TASK ITEM - All of the entries are to be written out again verbatim.

(Referring expression pointing data)
··········

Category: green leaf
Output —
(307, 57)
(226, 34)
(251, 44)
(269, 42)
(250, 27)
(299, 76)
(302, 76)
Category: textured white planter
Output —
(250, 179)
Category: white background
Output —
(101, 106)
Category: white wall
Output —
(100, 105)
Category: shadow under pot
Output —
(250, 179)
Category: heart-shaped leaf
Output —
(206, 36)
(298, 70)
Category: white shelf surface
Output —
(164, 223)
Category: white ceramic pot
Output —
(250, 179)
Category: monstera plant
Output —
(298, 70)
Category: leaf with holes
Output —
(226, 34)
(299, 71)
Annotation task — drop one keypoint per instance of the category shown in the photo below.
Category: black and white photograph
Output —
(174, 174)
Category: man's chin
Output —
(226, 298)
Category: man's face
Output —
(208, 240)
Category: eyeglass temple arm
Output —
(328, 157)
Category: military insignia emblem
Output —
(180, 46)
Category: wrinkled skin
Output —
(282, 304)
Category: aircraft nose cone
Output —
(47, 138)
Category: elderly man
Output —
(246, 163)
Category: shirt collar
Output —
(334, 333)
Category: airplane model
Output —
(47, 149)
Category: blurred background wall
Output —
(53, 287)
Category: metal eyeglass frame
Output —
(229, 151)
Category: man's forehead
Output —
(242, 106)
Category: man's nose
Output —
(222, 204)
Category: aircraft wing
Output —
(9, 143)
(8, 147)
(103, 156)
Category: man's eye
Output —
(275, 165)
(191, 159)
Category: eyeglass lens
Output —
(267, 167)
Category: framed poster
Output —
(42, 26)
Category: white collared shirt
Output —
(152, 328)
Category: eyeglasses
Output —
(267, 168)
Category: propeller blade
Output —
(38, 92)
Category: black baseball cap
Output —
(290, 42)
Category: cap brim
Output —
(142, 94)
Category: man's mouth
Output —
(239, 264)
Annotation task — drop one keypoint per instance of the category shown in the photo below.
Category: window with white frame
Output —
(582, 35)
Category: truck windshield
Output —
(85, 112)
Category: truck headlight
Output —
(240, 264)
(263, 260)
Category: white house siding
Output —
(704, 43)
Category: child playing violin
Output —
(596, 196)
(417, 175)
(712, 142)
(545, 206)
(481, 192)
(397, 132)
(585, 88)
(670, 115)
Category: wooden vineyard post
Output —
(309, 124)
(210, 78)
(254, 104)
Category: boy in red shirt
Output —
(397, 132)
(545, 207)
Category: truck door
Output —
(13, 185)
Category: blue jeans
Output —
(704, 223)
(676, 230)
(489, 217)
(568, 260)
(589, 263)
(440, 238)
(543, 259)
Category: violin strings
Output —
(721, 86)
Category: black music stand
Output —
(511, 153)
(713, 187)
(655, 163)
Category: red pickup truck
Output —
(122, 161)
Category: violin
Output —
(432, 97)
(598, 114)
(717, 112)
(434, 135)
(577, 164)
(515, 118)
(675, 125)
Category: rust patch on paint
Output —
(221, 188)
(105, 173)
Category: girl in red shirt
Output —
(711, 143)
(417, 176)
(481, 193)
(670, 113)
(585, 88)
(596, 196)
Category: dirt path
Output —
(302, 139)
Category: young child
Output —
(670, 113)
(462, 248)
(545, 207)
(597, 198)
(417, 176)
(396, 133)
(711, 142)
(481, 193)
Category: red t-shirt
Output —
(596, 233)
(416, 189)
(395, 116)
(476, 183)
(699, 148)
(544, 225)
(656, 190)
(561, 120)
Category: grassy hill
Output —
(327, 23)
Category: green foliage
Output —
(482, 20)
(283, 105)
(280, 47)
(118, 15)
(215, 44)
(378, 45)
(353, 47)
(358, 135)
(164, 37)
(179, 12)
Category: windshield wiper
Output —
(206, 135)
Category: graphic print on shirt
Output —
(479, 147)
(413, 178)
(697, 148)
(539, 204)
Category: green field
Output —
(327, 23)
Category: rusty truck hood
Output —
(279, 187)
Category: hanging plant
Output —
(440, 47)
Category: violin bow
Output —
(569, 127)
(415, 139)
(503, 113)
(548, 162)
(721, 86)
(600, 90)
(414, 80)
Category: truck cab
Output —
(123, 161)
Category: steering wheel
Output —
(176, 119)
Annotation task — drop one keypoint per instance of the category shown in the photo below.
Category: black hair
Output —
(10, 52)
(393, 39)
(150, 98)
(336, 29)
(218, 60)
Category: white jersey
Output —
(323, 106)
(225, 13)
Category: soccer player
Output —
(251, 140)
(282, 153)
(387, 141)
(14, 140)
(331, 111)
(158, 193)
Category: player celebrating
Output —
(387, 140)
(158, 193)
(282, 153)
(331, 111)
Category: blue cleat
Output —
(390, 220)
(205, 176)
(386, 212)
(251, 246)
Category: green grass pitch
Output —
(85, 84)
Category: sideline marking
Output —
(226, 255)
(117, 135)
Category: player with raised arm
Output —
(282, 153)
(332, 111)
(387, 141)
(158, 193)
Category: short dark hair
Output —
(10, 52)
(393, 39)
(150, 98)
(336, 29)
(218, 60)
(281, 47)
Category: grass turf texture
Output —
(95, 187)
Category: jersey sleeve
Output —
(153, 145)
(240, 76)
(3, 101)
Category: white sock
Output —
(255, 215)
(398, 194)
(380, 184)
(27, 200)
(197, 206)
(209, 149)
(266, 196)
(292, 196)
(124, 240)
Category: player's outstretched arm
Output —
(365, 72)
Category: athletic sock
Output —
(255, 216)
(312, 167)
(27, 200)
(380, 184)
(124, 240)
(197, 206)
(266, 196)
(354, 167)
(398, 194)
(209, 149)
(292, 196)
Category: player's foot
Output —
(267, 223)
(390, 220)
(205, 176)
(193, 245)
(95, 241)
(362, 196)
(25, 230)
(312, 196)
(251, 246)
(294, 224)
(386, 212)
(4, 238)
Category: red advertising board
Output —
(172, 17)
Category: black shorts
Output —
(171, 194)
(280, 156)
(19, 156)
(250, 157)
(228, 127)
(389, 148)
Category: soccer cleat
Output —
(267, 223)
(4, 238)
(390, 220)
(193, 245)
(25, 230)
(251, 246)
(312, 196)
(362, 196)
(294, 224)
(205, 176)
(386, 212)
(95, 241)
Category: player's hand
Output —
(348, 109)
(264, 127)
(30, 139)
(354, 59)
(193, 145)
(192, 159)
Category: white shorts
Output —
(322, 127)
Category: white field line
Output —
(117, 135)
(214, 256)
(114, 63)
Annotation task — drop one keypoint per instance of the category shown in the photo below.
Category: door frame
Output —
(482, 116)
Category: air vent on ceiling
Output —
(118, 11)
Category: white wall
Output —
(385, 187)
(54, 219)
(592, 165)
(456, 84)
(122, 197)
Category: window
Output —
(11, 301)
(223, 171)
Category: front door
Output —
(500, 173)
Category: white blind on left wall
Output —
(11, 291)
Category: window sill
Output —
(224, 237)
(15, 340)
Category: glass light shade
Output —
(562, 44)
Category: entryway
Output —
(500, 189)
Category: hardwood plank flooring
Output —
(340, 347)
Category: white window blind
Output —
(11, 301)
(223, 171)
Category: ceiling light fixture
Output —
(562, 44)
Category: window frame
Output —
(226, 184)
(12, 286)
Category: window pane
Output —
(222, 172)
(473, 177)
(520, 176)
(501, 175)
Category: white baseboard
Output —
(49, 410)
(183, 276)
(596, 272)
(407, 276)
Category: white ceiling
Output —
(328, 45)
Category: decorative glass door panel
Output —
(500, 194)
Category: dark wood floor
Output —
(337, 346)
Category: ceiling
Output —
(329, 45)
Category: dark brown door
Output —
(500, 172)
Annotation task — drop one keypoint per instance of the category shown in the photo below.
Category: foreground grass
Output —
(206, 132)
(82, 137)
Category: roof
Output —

··········

SOLUTION -
Category: green leaf
Output —
(307, 57)
(226, 34)
(251, 44)
(269, 42)
(250, 27)
(299, 76)
(302, 76)
Category: textured white planter
Output —
(250, 179)
Category: white background
Output —
(101, 106)
Category: white wall
Output —
(100, 105)
Category: shadow under pot
Output —
(250, 179)
Category: heart-shaped leaf
Output —
(206, 36)
(298, 70)
Category: white shelf surface
Output —
(164, 223)
Category: white ceramic pot
Output —
(250, 179)
Category: monstera plant
Output —
(298, 70)
Category: leaf with holes
Output —
(226, 34)
(299, 71)
Annotation task — drop one keypoint per instance of the category shown in the photo below.
Category: black and white photograph
Output —
(174, 174)
Category: man's chin
Output —
(226, 298)
Category: man's face
Output —
(208, 240)
Category: eyeglass temple arm
Output —
(328, 157)
Category: military insignia emblem
Output —
(180, 46)
Category: wrinkled skin
Output —
(282, 304)
Category: aircraft nose cone
Output —
(47, 138)
Category: elderly man
Output —
(246, 163)
Category: shirt collar
Output —
(334, 333)
Category: airplane model
Output —
(47, 149)
Category: blurred background wall
Output —
(53, 287)
Category: metal eyeglass frame
Output —
(229, 151)
Category: man's forehead
Output —
(242, 106)
Category: man's nose
Output —
(222, 204)
Category: aircraft wing
Output —
(9, 143)
(8, 147)
(103, 156)
Category: man's eye
Output —
(275, 165)
(191, 159)
Category: eyeglass lens
Output —
(267, 167)
Category: framed poster
Output —
(42, 26)
Category: white collared shirt
Output —
(152, 328)
Category: eyeglasses
Output —
(267, 168)
Category: propeller blade
Output —
(38, 92)
Category: black baseball cap
Output —
(290, 42)
Category: cap brim
Output —
(142, 94)
Category: man's mouth
Output —
(239, 264)
Annotation task — drop one keypoint per instance of the category shown in the photo below.
Category: window with white frame
Output —
(582, 35)
Category: truck windshield
Output —
(85, 112)
Category: truck headlight
Output —
(240, 264)
(263, 260)
Category: white house siding
Output —
(704, 43)
Category: child playing violin
Output —
(596, 196)
(417, 175)
(712, 142)
(545, 206)
(481, 192)
(397, 132)
(585, 88)
(670, 115)
Category: wooden vineyard post
Output —
(309, 124)
(210, 78)
(254, 104)
Category: boy in red shirt
Output —
(397, 132)
(545, 207)
Category: truck door
Output —
(13, 185)
Category: blue jeans
Output —
(704, 223)
(676, 230)
(489, 217)
(568, 260)
(589, 263)
(440, 238)
(543, 259)
Category: violin strings
Output —
(721, 86)
Category: black music stand
Output —
(511, 153)
(713, 187)
(655, 163)
Category: red pickup truck
Output —
(122, 161)
Category: violin
Output —
(432, 97)
(598, 114)
(717, 112)
(434, 135)
(577, 164)
(515, 118)
(675, 125)
Category: rust patch on paint
Output —
(221, 188)
(105, 173)
Category: girl in red shirt
Output —
(711, 143)
(417, 176)
(481, 193)
(670, 113)
(585, 88)
(596, 196)
Category: dirt path
Output —
(302, 139)
Category: young child
Output —
(670, 113)
(462, 248)
(545, 207)
(597, 198)
(417, 176)
(396, 133)
(711, 142)
(481, 193)
Category: red t-shirt
Output —
(596, 233)
(416, 189)
(395, 116)
(476, 183)
(699, 148)
(544, 225)
(656, 190)
(561, 120)
Category: grassy hill
Output —
(327, 23)
Category: green foliage
Output —
(482, 20)
(283, 105)
(280, 47)
(118, 15)
(215, 44)
(378, 45)
(353, 47)
(358, 135)
(164, 37)
(179, 12)
Category: windshield wiper
Output —
(206, 135)
Category: graphic print on shirt
Output —
(479, 147)
(413, 178)
(697, 148)
(539, 204)
Category: green field
Output —
(327, 23)
Category: rusty truck hood
Output —
(279, 187)
Category: hanging plant
Output —
(440, 47)
Category: violin bow
Output —
(569, 127)
(415, 139)
(503, 113)
(548, 162)
(721, 86)
(600, 90)
(414, 80)
Category: truck cab
Output —
(123, 161)
Category: steering wheel
Output —
(176, 119)
Annotation task — drop one keypoint per instance of the category shown in the photo below.
Category: black hair
Output —
(10, 52)
(393, 39)
(150, 98)
(336, 29)
(218, 60)
Category: white jersey
Output —
(323, 106)
(225, 13)
Category: soccer player
Output —
(251, 140)
(282, 153)
(387, 141)
(14, 140)
(331, 111)
(158, 193)
Category: player celebrating
Output —
(387, 140)
(158, 193)
(282, 153)
(331, 111)
Category: blue cleat
Output —
(390, 220)
(205, 176)
(386, 212)
(251, 246)
Category: green grass pitch
Output —
(85, 84)
Category: sideline marking
Output —
(226, 255)
(117, 135)
Category: player with raised arm
Output —
(282, 153)
(332, 111)
(387, 141)
(158, 193)
Category: short dark hair
Output —
(10, 52)
(393, 39)
(150, 98)
(336, 29)
(218, 60)
(281, 47)
Category: grass turf texture
Output —
(95, 187)
Category: jersey sleeve
Output —
(153, 145)
(240, 76)
(3, 101)
Category: white sock
Output —
(255, 215)
(398, 194)
(380, 184)
(27, 200)
(197, 206)
(209, 149)
(266, 196)
(292, 196)
(124, 240)
Category: player's outstretched arm
Output —
(365, 72)
Category: athletic sock
Output —
(255, 216)
(312, 167)
(27, 200)
(380, 184)
(124, 240)
(197, 206)
(266, 196)
(354, 167)
(398, 194)
(209, 149)
(292, 196)
Category: player's foot
Output —
(267, 223)
(390, 220)
(205, 176)
(193, 245)
(95, 241)
(362, 196)
(25, 230)
(312, 196)
(251, 246)
(294, 224)
(386, 212)
(4, 238)
Category: red advertising board
Output —
(172, 17)
Category: black shorts
Output —
(171, 194)
(280, 156)
(19, 156)
(250, 157)
(228, 127)
(389, 148)
Category: soccer cleat
Output —
(267, 223)
(4, 238)
(390, 220)
(193, 245)
(25, 230)
(251, 246)
(312, 196)
(362, 196)
(294, 224)
(205, 176)
(386, 212)
(95, 241)
Category: player's hand
Output —
(348, 109)
(264, 127)
(30, 139)
(354, 59)
(193, 145)
(192, 159)
Category: white shorts
Output —
(322, 127)
Category: white field line
Output —
(117, 135)
(214, 256)
(114, 63)
Annotation task — drop one keypoint per instance of the category shown in the photo below.
Category: door frame
Output —
(482, 116)
Category: air vent on ceiling
Output —
(118, 11)
Category: white wall
Output —
(385, 187)
(54, 219)
(592, 165)
(456, 84)
(122, 197)
Category: window
Output —
(11, 301)
(223, 171)
Category: front door
Output —
(500, 173)
Category: white blind on left wall
Output —
(11, 291)
Category: window sill
Output —
(224, 237)
(15, 340)
Category: glass light shade
Output —
(562, 44)
Category: entryway
Output —
(500, 189)
Category: hardwood plank flooring
Output —
(340, 347)
Category: white window blind
Output —
(11, 301)
(223, 171)
Category: ceiling light fixture
Output —
(562, 44)
Category: window frame
Output —
(226, 184)
(12, 286)
Category: window pane
Output —
(222, 172)
(473, 177)
(520, 176)
(501, 175)
Category: white baseboard
Output —
(49, 410)
(183, 276)
(596, 272)
(407, 276)
Category: white ceiling
Output —
(328, 45)
Category: decorative glass door panel
Output —
(500, 194)
Category: dark wood floor
Output —
(337, 346)
Category: ceiling
Output —
(329, 45)
Category: dark brown door
Output —
(500, 172)
Annotation task — drop one keypoint per instance of the category shown in the photo below.
Category: foreground grass
Output —
(206, 132)
(82, 137)
Category: roof
Output —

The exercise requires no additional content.